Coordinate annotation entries
+===+

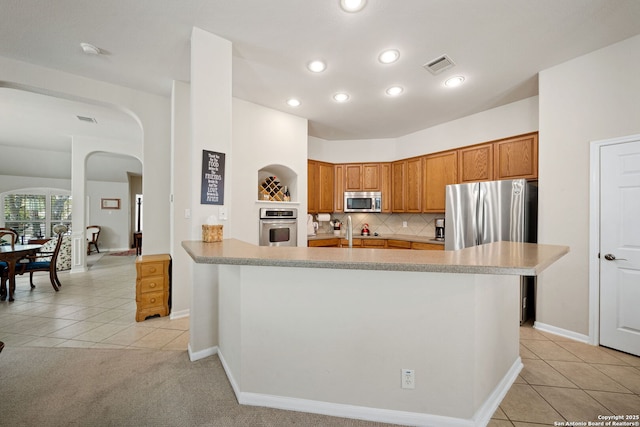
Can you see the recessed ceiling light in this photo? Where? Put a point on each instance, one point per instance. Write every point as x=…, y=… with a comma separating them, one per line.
x=454, y=81
x=352, y=5
x=394, y=90
x=90, y=49
x=389, y=56
x=317, y=66
x=87, y=119
x=341, y=97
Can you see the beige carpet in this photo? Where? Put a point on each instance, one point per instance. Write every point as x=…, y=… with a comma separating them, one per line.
x=100, y=387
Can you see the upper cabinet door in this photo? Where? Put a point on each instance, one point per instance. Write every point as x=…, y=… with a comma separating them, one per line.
x=385, y=180
x=440, y=170
x=338, y=188
x=326, y=187
x=371, y=179
x=414, y=181
x=313, y=184
x=516, y=157
x=475, y=163
x=397, y=185
x=353, y=177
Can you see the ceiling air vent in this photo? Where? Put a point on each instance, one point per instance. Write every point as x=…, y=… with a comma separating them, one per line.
x=87, y=119
x=438, y=65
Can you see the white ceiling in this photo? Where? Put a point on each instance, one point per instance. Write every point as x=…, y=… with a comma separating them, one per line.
x=498, y=45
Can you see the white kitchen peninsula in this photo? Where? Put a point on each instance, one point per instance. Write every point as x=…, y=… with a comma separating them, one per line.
x=328, y=330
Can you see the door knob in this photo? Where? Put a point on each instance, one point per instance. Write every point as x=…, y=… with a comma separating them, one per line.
x=612, y=257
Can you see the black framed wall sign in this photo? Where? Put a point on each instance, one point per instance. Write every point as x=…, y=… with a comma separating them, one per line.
x=212, y=189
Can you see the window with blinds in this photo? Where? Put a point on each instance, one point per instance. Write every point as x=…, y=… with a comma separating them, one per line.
x=34, y=215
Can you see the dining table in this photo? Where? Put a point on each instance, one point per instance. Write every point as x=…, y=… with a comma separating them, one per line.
x=11, y=254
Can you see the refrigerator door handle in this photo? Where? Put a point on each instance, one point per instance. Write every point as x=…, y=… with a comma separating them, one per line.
x=479, y=215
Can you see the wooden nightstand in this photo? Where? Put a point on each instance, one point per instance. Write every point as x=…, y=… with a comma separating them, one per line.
x=153, y=285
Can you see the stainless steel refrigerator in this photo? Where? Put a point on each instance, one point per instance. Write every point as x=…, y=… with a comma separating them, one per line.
x=493, y=211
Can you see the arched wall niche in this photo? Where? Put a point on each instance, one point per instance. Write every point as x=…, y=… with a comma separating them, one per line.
x=285, y=176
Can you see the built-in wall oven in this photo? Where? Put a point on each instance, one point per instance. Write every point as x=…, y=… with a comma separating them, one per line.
x=278, y=227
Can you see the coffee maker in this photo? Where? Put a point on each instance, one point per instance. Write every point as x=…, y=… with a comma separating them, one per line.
x=440, y=229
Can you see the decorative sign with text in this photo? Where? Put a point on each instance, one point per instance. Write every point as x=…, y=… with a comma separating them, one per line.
x=212, y=190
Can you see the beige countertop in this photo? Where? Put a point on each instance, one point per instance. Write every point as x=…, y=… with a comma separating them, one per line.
x=508, y=258
x=404, y=237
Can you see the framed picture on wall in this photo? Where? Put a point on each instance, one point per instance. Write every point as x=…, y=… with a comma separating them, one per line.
x=110, y=203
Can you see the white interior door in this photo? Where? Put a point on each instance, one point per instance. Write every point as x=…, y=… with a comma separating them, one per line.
x=620, y=246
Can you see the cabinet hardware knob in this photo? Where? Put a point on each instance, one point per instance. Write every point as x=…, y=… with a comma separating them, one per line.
x=612, y=257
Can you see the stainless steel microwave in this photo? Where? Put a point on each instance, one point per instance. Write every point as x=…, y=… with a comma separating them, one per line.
x=362, y=201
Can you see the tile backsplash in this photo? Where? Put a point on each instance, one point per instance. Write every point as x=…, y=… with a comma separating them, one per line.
x=384, y=223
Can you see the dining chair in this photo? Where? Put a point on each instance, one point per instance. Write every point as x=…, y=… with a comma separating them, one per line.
x=93, y=232
x=7, y=236
x=12, y=236
x=45, y=261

+===+

AIM OF THE TASK
Rewrite the material above, substituting "in this image" for "in this photo" everywhere and keeping all else unchanged. Leave the pictures out of your answer.

ANSWER FOR THE TASK
Can you see the recessed ceiling light in this image? Where? Put a point on each instance, one point per instance. Write every point as x=…, y=… with a comma separating them, one per line.
x=454, y=81
x=352, y=5
x=394, y=90
x=90, y=49
x=389, y=56
x=317, y=66
x=87, y=119
x=341, y=97
Can you see the beige carpet in this image? Where? Put a point on each instance, one point per instance. Write every point as x=…, y=… with a comma separating them, one per line.
x=100, y=387
Can you see the upper cabinet door in this image? Where? Put a point on each instance, one point per instance. Write every point as x=…, y=… with a comma separating them, one per line.
x=385, y=180
x=440, y=170
x=338, y=188
x=326, y=187
x=371, y=179
x=414, y=181
x=313, y=184
x=516, y=157
x=475, y=163
x=397, y=185
x=353, y=177
Can you see the ceiling air vent in this image? Where? Put a point on each instance, one point per instance. Write every point as x=…, y=… with a comma separating them, one per line.
x=87, y=119
x=438, y=65
Can you see the white ceiling in this image? Where? Put a point on each instance, one point per instance. Write every point as x=…, y=… with a comma separating them, one per line.
x=498, y=45
Can you see the white kitchen peninsula in this image? Where? Put a point on each instance, one point per instance. Write every point as x=…, y=… with a comma separating them, one per line.
x=328, y=330
Can you see the door knob in this image? Where? Put a point on each instance, one point per instance. Write every point as x=…, y=… with a comma separating them, one per line.
x=612, y=257
Can you see the black framed wall sign in this image? Where? Put a point on each instance, one point per instance. Write every point as x=…, y=… with a comma separating them, one per line.
x=212, y=189
Can you see the window with blinds in this image? Where? Put a point on each instance, one point per instance. Write every point as x=…, y=… with a comma separating them, one per line.
x=34, y=215
Can you see the dining table in this image? Where? Put a point on each instance, one point per instance. Write every point as x=…, y=… with a comma separating them, one per line.
x=11, y=254
Can you see the refrigerator door handle in this image? Where? Put a point on each instance, one point per instance. Write every point as x=…, y=… with a comma separating them, one per line.
x=479, y=215
Can you see the wooden nightstand in this image? Where? Put a point on each instance, one point per instance. Write every point as x=…, y=… with a comma separating them, one per line.
x=153, y=285
Can you see the stainless steel refrigerator in this image? Where? Put a point on each instance, one point per instance. Write every point as x=…, y=… with a comma separating them, one per line.
x=493, y=211
Can you see the arched wall niche in this image? Where? Put a point on each instance, one point per instance. Write every point as x=…, y=… with a comma separating them, one per line.
x=285, y=176
Can you see the built-in wall oven in this image? Where? Put a point on each instance, one point per instance. Write every point as x=…, y=… with a comma separating them, one per line.
x=278, y=227
Can you see the coffee maker in this image? Where? Put a point on each instance, one point per instance. Write every point as x=…, y=… with a comma separating them, one per line.
x=440, y=229
Can you see the decorative sign with text in this image? Where? Put a point on each instance, one point per instance. Write every point as x=…, y=… with a comma separating them, one per line.
x=212, y=190
Can you see the beige countertop in this image? Where? Put a point on each instance, one point per instance. Write every point as x=…, y=… with a comma separating them, one per line.
x=508, y=258
x=404, y=237
Can you see the framed picture on wall in this image? Where? Put a point on each instance, one point per instance. Write every point as x=…, y=… with a comma separating them, one per line.
x=110, y=203
Can you see the white interior door in this image? Where? Put a point on each instance, one point per instance. Write every point as x=…, y=… with a comma separating them, one per line.
x=620, y=246
Can you see the cabinet hardware knob in this image? Where? Put a point on each instance, one point per instance. Write every point as x=…, y=… with a comma separating them, one per line.
x=612, y=257
Can you see the stainless steel microwave in this image? Where? Put a point on each instance, one point per instance. Write every point as x=…, y=… with a comma separating them, one per line.
x=362, y=201
Can you see the tile backsplash in this image? Where? Put a point on each instance, one point per instance. Write every point as x=…, y=… with a comma separating them, one per line.
x=384, y=223
Can you see the dining chair in this image? Where? Put a point on each instance, one point per instance. Write every point as x=…, y=… with a comma separating them, one per line.
x=93, y=232
x=7, y=236
x=12, y=236
x=45, y=261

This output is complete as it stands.